§ **Set of tasks**:
**A)** Write out the passage of the forum reply about a quantum machine learning model that fails to learn, starting at "Wow, you’re tackling" and ending at "circuit, without training.", with no changes.
**B)** Continue the forum reply about a quantum machine learning model that fails to learn, picking up after its final sentence.
═══ Page extract ═══
QML Algorithm doesn't learn

Hi Shawn,

Wow, you’re tackling an interesting problem! Here’s my perspective on your questions:

  1. Simulating quantum computers is a resource-intensive task – that’s why it’s worthwhile to put so much effort into building them! In your case, simulating a single wire with cutoff=30 should take considerable effort. You can’t expect training to be as fast as in the classical case. However, 1-2 days seems excessive. My only guess is that you are training over too many steps, perhaps because the learning rate is very low. So maybe try to reduce the number of optimization steps. A good benchmark would be to determine how long it takes to evaluate one run of the circuit, without training.

  2. This is not an issue with PennyLane, but perhaps your quantum model is indeed not powerful enough to tackle this task. This wouldn’t be too surprising: quantum and classical neural networks are different! One of the goals of quantum machine learning is to identify specific situations where quantum models can be advantageous. It’s not easy! One piece of advice would be to look at the literature on quantum reinforcement learning and try to determine what strategies have already been proposed.

  3. It’s definitely possible that you are implementing the wrong ansatz. It may also be that the problem is not well-suited for quantum approaches. This ties in with the second question: part of the job of researchers is to figure these things out!

As a final reflection, I personally worked on training similar models for other tasks. You can find some examples in these papers: https://arxiv.org/abs/1806.06871 and https://arxiv.org/abs/1807.10781. The results reported there work well, but I can tell you, there were many failures along the way! Certainly there were problems where the quantum neural networks were not giving good answers.
═══ Dataset content ═══
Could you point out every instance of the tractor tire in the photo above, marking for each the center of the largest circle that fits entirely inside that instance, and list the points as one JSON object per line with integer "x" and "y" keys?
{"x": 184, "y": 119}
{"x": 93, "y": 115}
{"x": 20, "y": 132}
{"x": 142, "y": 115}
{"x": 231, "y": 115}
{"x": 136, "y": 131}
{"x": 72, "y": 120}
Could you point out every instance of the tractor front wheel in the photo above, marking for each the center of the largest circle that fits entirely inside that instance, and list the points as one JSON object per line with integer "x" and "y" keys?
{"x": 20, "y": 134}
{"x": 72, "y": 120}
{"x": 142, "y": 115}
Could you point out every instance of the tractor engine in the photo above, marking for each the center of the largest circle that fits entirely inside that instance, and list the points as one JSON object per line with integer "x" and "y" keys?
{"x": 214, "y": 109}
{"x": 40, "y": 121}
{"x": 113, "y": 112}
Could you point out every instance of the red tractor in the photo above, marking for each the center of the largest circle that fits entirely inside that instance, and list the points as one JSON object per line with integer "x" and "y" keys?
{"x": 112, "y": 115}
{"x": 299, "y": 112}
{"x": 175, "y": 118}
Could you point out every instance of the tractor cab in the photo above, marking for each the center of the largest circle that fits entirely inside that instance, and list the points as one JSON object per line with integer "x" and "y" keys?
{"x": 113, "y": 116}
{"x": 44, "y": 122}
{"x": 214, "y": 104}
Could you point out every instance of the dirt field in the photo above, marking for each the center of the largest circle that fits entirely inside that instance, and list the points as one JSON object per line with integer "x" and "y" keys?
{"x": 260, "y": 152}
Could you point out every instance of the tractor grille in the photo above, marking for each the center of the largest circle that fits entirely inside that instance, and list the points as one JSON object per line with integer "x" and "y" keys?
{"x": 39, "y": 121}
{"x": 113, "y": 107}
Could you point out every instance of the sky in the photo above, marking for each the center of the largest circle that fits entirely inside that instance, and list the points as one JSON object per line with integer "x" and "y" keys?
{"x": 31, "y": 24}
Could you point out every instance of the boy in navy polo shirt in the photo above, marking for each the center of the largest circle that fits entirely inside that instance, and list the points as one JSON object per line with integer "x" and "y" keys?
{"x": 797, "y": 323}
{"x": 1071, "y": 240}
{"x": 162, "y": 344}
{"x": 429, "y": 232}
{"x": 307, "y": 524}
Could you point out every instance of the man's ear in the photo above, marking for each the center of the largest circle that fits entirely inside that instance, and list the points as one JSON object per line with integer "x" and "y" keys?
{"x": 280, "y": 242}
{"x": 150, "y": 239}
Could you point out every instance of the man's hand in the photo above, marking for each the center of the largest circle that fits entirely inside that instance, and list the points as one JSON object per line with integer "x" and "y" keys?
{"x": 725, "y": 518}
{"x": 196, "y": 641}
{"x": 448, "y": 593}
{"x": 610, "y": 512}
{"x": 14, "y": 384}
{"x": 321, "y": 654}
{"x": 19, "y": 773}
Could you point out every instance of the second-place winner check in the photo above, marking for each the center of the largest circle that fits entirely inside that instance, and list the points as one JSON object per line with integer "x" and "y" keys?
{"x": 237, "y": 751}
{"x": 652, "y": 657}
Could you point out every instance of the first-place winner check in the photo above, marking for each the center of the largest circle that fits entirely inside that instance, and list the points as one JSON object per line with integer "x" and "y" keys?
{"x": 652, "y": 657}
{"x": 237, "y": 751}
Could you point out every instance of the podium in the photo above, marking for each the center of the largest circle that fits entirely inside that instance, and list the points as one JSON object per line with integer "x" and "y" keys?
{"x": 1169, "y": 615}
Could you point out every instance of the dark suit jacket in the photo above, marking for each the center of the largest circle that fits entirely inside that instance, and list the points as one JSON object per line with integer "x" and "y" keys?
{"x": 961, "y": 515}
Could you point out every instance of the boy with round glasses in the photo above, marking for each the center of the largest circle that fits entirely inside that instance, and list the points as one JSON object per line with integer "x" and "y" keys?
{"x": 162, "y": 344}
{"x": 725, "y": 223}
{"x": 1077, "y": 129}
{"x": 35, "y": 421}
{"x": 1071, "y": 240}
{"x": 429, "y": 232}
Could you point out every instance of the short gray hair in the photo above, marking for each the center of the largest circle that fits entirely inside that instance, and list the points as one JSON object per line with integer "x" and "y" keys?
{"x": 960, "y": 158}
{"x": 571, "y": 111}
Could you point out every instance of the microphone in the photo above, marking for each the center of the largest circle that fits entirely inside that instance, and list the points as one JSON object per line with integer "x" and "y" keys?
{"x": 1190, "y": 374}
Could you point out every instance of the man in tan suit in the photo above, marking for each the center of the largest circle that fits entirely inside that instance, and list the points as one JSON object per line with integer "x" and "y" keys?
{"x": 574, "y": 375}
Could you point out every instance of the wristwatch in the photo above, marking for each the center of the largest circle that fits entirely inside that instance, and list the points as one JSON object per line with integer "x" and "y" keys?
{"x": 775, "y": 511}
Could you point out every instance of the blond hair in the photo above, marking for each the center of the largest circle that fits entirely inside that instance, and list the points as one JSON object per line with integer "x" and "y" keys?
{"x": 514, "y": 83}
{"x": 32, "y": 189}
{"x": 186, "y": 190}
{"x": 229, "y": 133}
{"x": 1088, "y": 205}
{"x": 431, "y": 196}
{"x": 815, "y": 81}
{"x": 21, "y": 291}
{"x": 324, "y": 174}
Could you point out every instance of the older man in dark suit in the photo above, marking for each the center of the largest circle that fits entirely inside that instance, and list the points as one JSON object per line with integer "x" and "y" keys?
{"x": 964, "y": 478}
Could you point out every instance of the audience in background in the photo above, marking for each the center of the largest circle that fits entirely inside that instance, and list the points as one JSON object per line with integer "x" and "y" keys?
═══
§ **Task responses**:
**A)**
Wow, you’re tackling an interesting problem! Here’s my perspective on your questions:

  1. Simulating quantum computers is a resource-intensive task – that’s why it’s worthwhile to put so much effort into building them! In your case, simulating a single wire with cutoff=30 should take considerable effort. You can’t expect training to be as fast as in the classical case. However, 1-2 days seems excessive. My only guess is that you are training over too many steps, perhaps because the learning rate is very low. So maybe try to reduce the number of optimization steps. A good benchmark would be to determine how long it takes to evaluate one run of the circuit, without training.

**B)**
So, I’m afraid you are facing an obstacle that is familiar to any research scientist: interesting problems are often difficult to solve, and sometimes we have to solve them ourselves since nobody knows the answer! My personal advice: push a bit further into this example and see if you can get it to work. If you’re still struggling, maybe divert your attention to another problem; there’s plenty to do in QML.

Hi @jmarrazola many thanks for the reply. Just a couple questions to your responses.

  1. I tried various learning rates: 0.12, 0.012, 0.0012, 0.00012 and 0.000012 and there wasn’t a change in the per episode time. Learning rates in RL are usually relatively low but can be anywhere between 0.1 - 10e-6. The code for the game is exactly the same for the classical and quantum algorithms above. The only difference is the neural networks above. So I would assume that that fact would exclude it being a problem with the code (right?). Also, I have two additional programs using a different game and pytorch and the quantum alg took much longer than the classical one.

  2. What do you mean by quantum model? Just the layers that I used? The game is as simple as it gets so I’d be really surprised if it’s not powerful enough.

  3. This is what confuses me. Professor Hu has three papers using RL algorithms (one of them being the same I am using – a DQN) and Pennylane and he used a very similar game to the one I am using and he seems to have had positive results on all of them.

Nonetheless thanks again for the tips and info!

Hey Shawn,

Quick replies:

  1. How long does it take to execute the circuit in your computer? By this I mean, given some fixed parameters in the circuit, how long does it take to compute its output? If that’s slow, then training will be slow

  2. I mean the specific quantum circuit, comprised of the specific set of gates you have chosen.

  3. Yeah, seems like a nice puzzle for you to solve! Scientific discoveries are often just removing confusion about things we previously didn’t understand.

Good luck!

1 Like

Hi all,

Great news! The program is learning! The Ansatz from this paper
i.e. CVNN layer above didn’t work unfortunately and the Ansatz from Professor Hu is working. Here is the layer that I am using:

def layer(inputs, theta, phi, varphi, x, y, z, r, ph):
    qml.templates.DisplacementEmbedding(inputs, wires=range(wires))
    qml.templates.Interferometer([theta], [phi], varphi, wires=range(wires))#qml.templates.Interferometer(theta, phi, varphi, wires=range(wires))
    for i in range(wires):
        qml.Displacement(x[i], 0, wires=i)
        qml.Rotation(y[i], wires=i)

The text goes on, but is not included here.